### AVAILABLE DATA

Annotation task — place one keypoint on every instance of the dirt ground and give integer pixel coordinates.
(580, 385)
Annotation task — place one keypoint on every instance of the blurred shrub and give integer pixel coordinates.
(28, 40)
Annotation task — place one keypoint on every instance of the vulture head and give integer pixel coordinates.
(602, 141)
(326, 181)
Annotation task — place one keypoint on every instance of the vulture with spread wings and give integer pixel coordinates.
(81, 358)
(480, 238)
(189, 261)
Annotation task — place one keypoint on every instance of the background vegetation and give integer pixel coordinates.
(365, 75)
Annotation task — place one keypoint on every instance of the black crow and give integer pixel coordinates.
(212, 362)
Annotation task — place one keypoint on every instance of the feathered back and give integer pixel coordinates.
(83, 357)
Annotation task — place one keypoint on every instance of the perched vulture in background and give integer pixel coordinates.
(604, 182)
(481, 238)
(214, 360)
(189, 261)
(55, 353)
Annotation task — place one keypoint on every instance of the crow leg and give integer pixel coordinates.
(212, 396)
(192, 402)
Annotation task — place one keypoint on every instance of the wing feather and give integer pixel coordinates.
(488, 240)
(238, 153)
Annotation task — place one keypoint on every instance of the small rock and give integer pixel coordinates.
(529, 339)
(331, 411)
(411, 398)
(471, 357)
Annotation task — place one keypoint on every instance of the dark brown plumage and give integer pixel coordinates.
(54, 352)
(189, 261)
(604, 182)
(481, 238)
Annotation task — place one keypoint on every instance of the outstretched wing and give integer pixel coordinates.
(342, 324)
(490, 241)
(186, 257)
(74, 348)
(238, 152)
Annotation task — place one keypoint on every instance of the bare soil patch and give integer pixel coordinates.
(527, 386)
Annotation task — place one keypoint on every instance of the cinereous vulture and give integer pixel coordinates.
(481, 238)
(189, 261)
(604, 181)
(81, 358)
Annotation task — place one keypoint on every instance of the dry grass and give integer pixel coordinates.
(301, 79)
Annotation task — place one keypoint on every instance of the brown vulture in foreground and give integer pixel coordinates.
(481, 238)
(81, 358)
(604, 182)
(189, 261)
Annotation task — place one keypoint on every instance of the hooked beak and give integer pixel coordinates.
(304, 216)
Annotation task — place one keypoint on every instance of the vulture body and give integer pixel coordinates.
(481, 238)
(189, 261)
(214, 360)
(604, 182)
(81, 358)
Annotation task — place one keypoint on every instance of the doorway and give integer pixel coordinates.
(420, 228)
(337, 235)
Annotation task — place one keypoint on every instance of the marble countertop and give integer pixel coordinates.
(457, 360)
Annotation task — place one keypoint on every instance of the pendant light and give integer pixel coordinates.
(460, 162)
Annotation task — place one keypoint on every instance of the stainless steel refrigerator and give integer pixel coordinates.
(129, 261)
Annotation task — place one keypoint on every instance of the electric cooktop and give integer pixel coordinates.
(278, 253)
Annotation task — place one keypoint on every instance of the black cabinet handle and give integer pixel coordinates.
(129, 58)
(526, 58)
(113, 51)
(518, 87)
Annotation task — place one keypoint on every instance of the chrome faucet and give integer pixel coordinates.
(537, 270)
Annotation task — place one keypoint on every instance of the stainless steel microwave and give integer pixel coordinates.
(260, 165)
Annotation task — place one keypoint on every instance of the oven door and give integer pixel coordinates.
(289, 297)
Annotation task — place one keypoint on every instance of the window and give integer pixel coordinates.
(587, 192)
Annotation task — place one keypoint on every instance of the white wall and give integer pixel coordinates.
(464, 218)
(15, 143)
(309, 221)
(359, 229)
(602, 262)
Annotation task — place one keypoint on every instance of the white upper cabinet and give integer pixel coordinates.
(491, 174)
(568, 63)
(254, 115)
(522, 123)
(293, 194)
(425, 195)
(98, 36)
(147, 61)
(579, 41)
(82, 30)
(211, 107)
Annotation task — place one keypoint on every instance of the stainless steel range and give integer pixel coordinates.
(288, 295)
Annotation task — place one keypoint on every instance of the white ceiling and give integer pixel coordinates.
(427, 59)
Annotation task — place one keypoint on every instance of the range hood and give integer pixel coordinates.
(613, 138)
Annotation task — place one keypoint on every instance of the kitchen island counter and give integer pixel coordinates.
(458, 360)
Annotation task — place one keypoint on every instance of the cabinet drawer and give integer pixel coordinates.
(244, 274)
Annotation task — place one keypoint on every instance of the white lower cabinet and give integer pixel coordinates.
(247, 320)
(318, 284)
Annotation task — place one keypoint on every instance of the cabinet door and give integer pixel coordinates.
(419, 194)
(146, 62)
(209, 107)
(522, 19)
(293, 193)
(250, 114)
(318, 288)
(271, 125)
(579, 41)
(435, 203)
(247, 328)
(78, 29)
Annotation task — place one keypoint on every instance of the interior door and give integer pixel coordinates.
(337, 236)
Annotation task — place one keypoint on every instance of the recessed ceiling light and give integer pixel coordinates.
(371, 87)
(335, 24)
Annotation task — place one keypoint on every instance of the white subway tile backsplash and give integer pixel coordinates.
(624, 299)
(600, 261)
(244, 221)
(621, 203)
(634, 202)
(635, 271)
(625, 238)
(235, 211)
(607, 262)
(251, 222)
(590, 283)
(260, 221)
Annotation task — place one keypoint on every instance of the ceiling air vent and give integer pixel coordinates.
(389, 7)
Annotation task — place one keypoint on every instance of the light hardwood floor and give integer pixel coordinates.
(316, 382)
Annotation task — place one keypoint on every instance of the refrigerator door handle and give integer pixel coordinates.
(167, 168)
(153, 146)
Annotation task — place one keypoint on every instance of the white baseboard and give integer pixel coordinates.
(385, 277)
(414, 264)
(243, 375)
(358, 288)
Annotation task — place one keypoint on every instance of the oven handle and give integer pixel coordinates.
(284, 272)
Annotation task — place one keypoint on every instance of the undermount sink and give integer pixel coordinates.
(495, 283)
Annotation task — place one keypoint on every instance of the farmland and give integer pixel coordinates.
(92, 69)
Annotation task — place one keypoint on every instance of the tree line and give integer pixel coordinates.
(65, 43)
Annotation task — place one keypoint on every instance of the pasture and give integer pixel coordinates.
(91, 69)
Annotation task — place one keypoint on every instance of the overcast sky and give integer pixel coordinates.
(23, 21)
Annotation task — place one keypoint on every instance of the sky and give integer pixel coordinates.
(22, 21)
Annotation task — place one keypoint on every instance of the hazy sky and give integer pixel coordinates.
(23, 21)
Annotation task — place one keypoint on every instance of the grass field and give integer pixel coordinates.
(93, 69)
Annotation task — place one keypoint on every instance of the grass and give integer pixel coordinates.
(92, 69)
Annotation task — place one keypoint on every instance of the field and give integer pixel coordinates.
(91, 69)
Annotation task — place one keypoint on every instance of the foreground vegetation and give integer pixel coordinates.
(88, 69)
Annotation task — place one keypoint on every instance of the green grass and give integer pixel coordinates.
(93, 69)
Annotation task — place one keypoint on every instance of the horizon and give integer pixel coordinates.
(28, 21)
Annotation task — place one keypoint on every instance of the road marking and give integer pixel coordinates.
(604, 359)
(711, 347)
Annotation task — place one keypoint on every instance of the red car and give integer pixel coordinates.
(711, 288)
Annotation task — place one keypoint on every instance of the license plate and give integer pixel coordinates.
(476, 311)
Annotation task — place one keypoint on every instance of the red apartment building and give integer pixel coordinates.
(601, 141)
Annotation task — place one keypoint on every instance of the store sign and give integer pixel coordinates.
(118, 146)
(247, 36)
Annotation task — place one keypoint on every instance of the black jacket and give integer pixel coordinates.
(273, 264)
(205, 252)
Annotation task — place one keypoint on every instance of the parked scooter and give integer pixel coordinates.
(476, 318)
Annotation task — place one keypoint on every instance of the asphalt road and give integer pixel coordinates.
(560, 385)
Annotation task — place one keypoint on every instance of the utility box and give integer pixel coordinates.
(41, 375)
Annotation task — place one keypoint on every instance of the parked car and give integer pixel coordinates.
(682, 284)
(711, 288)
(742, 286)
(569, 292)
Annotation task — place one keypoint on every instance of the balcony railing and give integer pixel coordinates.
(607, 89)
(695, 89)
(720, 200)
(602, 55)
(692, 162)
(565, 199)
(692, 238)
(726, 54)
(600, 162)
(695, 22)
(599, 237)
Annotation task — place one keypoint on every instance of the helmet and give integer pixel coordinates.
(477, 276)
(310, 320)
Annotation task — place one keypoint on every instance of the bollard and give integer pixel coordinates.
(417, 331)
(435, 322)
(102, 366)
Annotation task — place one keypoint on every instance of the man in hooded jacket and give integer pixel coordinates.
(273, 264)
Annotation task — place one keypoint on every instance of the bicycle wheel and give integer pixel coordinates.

######

### YOUR OBJECTIVE
Copy word for word the stretch of the records from the line containing "box and give integer pixel coordinates." through the end of the records.

### EXERCISE OUTPUT
Annotation task — place one keypoint on every instance of the utility box and give integer pixel coordinates.
(41, 375)
Annotation task — place one keypoint on every instance of the parked car and give integer pixel coordinates.
(682, 284)
(711, 288)
(742, 286)
(569, 292)
Annotation task — place one keypoint on every instance of the balcony railing and give integer pixel coordinates.
(607, 89)
(695, 89)
(720, 200)
(602, 55)
(692, 162)
(565, 199)
(692, 238)
(726, 54)
(600, 162)
(695, 22)
(599, 237)
Annotation task — place one keypoint on every instance of the helmet and give integer pixel coordinates.
(477, 276)
(310, 320)
Annotation task — place one keypoint on every instance of the bollard and give integer pixel coordinates.
(417, 331)
(435, 322)
(102, 366)
Annotation task — place one keypoint on every instance of the man in hooded jacket and give integer pixel coordinates.
(273, 264)
Annotation task — place one keypoint on every instance of the bicycle wheel and give integer pixel coordinates.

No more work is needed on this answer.